Set exercise »
Reproduce word for word the rows below, from the line that contains "blue sky using the picture above." through the last line of the rows, including both of those lines.

Recorded information »

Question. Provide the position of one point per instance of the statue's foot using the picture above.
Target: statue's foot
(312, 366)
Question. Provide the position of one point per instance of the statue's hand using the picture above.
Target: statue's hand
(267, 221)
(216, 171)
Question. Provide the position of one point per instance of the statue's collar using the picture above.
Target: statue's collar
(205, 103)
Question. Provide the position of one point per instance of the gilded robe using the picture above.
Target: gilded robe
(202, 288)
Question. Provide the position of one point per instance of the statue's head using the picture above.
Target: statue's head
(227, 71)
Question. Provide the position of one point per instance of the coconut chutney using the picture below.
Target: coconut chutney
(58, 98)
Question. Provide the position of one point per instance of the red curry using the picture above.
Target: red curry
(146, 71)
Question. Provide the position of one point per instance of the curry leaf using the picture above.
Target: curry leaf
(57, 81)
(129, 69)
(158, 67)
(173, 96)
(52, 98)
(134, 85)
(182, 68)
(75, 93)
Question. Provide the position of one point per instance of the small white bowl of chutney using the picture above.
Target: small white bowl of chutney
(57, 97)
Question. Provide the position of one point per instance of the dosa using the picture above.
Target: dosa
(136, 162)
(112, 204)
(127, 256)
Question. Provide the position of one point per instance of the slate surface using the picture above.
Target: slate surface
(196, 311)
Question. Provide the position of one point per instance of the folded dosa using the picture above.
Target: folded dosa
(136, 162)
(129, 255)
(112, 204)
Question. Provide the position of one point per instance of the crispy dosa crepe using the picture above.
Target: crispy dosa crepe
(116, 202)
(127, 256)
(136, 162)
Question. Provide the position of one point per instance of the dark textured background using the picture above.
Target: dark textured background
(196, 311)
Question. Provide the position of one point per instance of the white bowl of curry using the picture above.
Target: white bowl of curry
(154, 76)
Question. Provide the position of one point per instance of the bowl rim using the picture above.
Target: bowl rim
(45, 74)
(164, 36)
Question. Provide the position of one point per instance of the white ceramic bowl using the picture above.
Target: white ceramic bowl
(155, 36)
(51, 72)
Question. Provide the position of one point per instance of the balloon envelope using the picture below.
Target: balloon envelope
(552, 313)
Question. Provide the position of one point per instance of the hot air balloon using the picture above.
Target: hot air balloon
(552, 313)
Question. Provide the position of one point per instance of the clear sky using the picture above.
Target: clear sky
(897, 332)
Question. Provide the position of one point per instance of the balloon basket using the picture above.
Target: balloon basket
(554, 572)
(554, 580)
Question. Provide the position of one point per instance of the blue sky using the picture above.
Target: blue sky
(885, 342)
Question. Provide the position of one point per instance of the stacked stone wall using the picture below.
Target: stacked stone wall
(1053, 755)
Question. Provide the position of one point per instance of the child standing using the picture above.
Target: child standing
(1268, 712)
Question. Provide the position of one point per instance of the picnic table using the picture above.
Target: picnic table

Correct answer »
Question. Provide the position of one point per instance of the blue sky using the picture above.
Target: blue sky
(885, 342)
Question. Provide the position of one point per instance of the stacked stone wall using the picture below.
Target: stacked stone wall
(1053, 755)
Question. Provide the position of one point per instance of the child standing using the picture above.
Target: child standing
(1268, 712)
Question. Provide the position of one point per instance of the picnic table using the picture above.
Target: picnic table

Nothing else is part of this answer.